Referring expression data
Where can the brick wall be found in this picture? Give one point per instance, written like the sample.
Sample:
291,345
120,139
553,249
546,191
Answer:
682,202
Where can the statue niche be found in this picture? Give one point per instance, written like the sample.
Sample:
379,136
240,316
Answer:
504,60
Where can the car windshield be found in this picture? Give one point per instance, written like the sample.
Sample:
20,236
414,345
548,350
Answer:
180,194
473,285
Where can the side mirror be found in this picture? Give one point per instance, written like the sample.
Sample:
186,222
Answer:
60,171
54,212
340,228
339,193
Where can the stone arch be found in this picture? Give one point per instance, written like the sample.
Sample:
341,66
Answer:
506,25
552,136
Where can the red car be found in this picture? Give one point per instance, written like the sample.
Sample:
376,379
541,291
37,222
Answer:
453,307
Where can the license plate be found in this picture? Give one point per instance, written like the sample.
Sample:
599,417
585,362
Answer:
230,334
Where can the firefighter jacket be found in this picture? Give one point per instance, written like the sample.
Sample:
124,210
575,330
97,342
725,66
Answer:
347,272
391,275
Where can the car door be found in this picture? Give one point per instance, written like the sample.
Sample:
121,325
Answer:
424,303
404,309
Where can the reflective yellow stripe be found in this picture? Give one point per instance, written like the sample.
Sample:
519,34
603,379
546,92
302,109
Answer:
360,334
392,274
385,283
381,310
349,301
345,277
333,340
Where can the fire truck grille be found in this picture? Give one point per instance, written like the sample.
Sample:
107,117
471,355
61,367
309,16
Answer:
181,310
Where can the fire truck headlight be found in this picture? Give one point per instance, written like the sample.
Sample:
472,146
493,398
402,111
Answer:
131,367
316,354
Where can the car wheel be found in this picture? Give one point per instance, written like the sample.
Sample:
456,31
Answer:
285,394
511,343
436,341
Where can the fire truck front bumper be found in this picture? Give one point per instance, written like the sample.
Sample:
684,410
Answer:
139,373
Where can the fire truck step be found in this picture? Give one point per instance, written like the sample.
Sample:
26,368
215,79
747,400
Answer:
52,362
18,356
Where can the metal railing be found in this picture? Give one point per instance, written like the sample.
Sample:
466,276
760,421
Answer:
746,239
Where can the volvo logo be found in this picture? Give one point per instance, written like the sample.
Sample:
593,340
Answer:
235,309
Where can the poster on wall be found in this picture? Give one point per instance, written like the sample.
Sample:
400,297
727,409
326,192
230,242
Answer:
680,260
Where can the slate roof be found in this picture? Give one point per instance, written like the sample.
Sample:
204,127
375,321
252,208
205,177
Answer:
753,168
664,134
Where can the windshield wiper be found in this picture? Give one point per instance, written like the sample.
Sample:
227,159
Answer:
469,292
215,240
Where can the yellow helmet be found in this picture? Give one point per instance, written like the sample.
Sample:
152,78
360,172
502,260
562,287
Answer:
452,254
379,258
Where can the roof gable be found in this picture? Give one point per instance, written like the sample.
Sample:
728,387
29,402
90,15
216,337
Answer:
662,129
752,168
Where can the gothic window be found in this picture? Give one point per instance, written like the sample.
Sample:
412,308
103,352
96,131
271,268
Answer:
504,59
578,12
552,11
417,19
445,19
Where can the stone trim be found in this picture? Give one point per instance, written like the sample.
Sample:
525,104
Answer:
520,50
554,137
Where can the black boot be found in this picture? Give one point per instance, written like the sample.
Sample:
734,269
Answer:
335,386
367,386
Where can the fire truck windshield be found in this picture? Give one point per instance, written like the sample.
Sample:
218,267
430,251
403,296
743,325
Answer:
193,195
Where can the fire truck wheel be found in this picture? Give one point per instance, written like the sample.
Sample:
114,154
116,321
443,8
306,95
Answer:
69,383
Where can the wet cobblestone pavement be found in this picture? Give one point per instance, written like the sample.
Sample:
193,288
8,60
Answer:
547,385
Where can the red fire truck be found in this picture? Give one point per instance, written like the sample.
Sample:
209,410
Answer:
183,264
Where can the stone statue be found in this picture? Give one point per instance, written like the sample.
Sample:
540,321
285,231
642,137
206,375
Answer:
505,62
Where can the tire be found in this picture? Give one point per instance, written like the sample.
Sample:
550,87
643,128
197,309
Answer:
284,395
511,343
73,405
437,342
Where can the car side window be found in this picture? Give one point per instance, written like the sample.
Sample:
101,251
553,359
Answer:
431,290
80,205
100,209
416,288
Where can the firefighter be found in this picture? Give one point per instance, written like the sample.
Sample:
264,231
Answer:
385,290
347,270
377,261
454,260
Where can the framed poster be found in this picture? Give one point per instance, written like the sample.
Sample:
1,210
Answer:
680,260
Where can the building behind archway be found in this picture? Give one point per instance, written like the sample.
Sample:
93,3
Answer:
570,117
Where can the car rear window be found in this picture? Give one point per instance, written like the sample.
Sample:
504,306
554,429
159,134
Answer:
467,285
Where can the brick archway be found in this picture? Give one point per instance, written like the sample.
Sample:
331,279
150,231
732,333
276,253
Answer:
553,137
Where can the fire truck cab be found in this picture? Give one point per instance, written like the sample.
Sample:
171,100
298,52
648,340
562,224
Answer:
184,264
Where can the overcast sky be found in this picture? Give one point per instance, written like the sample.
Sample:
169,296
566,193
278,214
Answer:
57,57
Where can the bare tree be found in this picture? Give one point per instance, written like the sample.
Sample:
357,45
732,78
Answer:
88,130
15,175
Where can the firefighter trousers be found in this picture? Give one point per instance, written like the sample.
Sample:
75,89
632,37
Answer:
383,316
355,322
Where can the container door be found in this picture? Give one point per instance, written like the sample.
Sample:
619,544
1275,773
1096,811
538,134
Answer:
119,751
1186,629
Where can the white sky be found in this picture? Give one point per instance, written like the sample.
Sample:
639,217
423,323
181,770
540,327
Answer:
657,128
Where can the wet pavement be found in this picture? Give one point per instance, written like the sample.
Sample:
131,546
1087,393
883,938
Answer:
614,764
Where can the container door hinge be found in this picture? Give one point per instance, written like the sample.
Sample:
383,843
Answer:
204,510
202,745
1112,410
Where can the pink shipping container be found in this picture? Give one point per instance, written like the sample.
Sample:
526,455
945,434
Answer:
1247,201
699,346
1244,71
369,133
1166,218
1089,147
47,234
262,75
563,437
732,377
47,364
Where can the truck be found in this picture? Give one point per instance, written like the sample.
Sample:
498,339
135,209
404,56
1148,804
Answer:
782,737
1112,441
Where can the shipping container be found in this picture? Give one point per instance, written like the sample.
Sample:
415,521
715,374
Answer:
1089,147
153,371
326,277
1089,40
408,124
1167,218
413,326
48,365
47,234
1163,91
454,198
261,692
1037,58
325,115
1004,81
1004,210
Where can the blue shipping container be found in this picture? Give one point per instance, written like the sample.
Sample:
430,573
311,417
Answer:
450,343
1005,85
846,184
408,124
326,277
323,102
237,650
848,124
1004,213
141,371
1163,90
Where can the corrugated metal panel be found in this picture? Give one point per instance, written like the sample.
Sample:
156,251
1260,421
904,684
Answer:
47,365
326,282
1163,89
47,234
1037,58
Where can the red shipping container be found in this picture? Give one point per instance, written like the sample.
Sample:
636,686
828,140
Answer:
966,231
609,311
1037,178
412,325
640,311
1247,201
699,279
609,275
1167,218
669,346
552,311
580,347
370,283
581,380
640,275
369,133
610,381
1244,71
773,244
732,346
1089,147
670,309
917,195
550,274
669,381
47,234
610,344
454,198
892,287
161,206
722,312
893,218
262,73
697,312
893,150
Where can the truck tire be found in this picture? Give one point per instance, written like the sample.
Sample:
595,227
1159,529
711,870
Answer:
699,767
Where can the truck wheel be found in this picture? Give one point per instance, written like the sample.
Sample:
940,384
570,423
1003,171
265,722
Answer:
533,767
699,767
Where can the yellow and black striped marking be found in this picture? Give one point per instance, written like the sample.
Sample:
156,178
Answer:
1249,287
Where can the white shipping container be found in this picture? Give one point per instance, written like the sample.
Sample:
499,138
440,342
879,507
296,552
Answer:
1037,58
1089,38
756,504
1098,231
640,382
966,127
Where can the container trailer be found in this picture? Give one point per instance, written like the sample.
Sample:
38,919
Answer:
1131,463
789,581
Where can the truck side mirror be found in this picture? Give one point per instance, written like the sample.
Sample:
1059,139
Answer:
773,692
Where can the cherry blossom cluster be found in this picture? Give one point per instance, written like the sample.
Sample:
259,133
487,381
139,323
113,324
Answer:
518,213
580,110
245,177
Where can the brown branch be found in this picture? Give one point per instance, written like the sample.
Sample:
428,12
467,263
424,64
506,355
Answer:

» **YOUR ASSIGNMENT**
Among the records above, a stretch begins at the line containing "Where can the reflective" and ends at the line containing "Where can the fire truck step". Restate that stretch word for word, and nothing else.

» **ANSWER FOR THE TASK**
Where can the reflective yellow stripe be found in this picture? Give one point per instance, written like the sample.
Sample:
519,34
603,379
546,92
302,109
Answer:
360,334
392,274
385,283
381,310
349,301
345,277
333,340
Where can the fire truck grille be found in this picture? Give one point per instance, written like the sample.
Sample:
107,117
471,355
61,367
309,16
Answer:
181,310
Where can the fire truck headlight be found in this picture? Give one point per instance, written like the sample.
Sample:
472,146
493,398
402,111
Answer:
131,367
316,354
Where can the car wheel be found in this picture? Give one point per instance, written like the sample.
Sample:
456,31
Answer:
285,394
511,343
436,341
Where can the fire truck front bumper be found in this picture? Give one point per instance, written like the sample.
Sample:
684,410
Answer:
139,373
Where can the fire truck step be found in this picture? Give one point per instance, written like the sample.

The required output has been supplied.